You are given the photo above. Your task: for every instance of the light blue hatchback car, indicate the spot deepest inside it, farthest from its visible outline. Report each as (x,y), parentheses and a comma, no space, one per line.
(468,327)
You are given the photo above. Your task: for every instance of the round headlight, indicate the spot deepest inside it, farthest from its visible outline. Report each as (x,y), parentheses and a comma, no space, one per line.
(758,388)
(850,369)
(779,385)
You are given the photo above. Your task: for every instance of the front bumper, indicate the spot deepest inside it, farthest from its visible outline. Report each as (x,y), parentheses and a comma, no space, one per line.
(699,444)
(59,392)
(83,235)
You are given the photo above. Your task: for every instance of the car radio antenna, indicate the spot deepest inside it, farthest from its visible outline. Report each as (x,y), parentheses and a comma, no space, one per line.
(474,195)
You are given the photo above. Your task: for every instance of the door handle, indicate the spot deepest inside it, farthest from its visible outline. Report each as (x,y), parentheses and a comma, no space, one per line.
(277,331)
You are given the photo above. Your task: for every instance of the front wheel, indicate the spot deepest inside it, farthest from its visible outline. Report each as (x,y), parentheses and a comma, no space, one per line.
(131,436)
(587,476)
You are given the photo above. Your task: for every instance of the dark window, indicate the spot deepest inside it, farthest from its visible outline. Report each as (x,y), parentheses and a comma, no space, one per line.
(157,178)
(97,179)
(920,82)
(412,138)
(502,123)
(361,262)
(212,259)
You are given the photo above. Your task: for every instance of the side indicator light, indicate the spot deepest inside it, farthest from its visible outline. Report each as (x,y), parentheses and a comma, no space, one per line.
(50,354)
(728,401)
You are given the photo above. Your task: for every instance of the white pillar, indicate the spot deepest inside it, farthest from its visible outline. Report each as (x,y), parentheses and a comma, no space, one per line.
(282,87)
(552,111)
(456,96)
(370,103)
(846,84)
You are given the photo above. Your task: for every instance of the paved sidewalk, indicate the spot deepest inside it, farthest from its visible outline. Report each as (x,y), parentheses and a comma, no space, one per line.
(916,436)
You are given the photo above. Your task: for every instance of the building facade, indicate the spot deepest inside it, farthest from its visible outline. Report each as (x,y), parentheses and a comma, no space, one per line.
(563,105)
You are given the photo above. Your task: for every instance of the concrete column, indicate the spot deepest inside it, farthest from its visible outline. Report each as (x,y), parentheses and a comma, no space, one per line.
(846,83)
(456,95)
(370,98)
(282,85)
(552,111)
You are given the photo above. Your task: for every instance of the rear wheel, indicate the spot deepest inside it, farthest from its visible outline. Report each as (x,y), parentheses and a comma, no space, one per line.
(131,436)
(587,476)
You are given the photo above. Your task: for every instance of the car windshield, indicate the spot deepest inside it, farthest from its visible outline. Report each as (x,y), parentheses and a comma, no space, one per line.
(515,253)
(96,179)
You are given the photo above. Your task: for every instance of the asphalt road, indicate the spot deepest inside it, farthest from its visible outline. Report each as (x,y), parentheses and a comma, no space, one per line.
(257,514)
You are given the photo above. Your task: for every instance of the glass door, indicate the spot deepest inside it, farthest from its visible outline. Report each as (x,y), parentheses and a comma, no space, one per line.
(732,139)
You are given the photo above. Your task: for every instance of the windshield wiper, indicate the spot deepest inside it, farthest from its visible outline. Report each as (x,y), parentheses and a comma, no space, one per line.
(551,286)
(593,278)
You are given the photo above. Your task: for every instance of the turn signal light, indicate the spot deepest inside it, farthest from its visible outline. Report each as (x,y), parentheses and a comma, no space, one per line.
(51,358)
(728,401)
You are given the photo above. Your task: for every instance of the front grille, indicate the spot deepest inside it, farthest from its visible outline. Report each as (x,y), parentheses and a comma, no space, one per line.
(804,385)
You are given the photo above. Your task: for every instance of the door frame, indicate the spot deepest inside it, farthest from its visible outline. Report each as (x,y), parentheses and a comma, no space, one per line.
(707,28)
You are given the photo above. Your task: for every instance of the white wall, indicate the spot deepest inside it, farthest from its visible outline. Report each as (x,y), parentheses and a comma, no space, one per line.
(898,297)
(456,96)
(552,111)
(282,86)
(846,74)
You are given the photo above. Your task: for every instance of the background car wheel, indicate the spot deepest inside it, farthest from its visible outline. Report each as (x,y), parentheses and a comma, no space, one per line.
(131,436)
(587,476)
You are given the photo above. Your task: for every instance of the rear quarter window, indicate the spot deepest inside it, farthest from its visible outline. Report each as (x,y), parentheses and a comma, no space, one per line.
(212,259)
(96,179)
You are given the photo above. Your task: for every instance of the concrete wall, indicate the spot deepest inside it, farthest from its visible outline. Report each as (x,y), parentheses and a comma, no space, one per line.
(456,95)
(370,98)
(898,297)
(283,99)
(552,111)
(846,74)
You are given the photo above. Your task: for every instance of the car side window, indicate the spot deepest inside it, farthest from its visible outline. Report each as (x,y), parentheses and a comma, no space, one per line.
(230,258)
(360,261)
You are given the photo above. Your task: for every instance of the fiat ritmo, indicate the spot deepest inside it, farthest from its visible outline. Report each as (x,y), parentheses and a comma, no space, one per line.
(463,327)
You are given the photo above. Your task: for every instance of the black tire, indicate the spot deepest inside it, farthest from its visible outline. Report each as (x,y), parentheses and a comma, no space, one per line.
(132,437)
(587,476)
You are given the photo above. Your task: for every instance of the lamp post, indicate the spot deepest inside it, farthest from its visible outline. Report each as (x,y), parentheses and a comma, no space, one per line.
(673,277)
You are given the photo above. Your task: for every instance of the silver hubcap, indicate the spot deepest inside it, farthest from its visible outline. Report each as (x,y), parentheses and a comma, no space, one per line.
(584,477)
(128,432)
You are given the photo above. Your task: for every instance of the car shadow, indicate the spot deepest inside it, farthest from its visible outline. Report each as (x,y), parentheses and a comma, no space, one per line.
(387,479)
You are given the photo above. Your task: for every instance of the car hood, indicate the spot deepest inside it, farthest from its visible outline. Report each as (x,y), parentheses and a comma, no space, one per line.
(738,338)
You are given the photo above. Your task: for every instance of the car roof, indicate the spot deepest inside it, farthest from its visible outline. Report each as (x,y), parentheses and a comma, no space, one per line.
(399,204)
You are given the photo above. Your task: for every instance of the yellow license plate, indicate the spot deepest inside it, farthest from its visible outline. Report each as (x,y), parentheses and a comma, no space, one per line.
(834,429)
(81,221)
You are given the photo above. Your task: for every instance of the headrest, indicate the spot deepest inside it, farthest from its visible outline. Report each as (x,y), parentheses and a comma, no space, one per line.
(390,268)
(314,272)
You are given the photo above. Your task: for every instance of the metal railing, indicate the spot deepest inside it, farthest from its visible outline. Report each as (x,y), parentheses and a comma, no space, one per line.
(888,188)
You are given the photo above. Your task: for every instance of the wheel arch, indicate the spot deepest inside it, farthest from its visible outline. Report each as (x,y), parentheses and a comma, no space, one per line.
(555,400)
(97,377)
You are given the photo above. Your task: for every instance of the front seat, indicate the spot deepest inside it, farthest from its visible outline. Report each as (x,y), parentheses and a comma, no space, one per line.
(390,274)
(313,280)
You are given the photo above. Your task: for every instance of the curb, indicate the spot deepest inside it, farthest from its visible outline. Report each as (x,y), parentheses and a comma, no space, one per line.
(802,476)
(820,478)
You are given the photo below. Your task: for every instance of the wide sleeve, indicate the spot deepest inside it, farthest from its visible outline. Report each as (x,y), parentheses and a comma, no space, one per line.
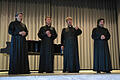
(95,35)
(107,35)
(54,34)
(42,33)
(62,37)
(11,29)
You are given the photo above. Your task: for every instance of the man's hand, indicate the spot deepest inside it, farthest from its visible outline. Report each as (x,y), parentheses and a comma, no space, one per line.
(76,28)
(23,33)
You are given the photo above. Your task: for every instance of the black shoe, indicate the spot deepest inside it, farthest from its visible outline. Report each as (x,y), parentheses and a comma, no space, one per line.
(108,72)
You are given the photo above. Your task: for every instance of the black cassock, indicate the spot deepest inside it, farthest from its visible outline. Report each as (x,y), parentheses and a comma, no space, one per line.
(70,42)
(18,51)
(102,60)
(46,49)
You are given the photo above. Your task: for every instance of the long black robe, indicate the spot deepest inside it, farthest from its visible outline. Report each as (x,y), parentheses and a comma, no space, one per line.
(46,49)
(18,51)
(70,42)
(102,60)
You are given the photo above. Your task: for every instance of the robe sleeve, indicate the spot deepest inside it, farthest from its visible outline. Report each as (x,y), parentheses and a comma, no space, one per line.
(54,34)
(107,35)
(11,29)
(78,32)
(26,31)
(62,37)
(42,33)
(95,35)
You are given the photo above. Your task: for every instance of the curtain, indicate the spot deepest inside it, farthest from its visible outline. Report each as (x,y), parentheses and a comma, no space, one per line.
(84,13)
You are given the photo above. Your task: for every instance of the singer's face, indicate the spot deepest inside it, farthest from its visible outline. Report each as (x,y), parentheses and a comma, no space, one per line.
(101,23)
(48,20)
(19,17)
(69,22)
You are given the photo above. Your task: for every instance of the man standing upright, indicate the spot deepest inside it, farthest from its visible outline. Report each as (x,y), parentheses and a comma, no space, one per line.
(69,46)
(102,60)
(47,34)
(18,51)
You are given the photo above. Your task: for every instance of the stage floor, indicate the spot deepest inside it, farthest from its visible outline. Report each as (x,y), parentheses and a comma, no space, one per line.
================================
* **TASK GOAL**
Nothing but the lines from the line with "black shoe, indicate" to the last line of the listing above should appear; please retype them exactly, both ends included.

* **THE OUTPUT**
You are given the photo above. Your task: for every instance of the black shoe, indicate the spot deepest inside it, farthest from its visible outline. Report each as (x,y), parentheses and a comma, no space, one per line.
(108,72)
You are given the photo above. Your task: for every instance of the black cassock, indicate the spot deepest inside it, farthest from its visible outline. Report each as (x,y), parentheses and a comma, no space, one per line.
(70,42)
(18,51)
(102,60)
(46,49)
You are given the photo above. Your task: for every instance of the long black robe, indicate the spot deepest inside it, farthest from its visible outline. Report each as (x,y), parentheses and a comma, no space, one per line.
(46,49)
(18,51)
(70,42)
(102,60)
You are given the photo above. Your task: for every instance of the robe sleeve, indicate the spot deepest inside it, farthest from its visible outline. Report each as (x,y), parentheses and a comma, no space, one per line.
(54,34)
(107,35)
(11,29)
(78,32)
(26,31)
(62,37)
(42,33)
(95,35)
You are given the photo above. Your task: for every instance of the curtain, indicate the spot deepest inside it, farthest from its visible outline. Report each as (x,y), parentheses and a comma, no space, one per line.
(84,13)
You are given the photo above. Your task: for every instance of the singer's face, indicate the spot deepest inside it, farthest from its visible outline. Report each as (x,y), parentheses and a comma, no space, one per line.
(101,23)
(48,20)
(19,17)
(69,22)
You are given the photo above. Your task: for every instance of the man standing upright, indicate the spot deepest inside it, farthest from its visible outline. Report each as (x,y), parentheses and a comma, no space, one per line.
(69,46)
(102,60)
(47,34)
(18,51)
You are given the photo above. Your task: for every instance of the stage floor, indicate the spot deepest inside it, farthest from its visible outline. Report each as (x,y), parentheses and a comma, no space, one per line.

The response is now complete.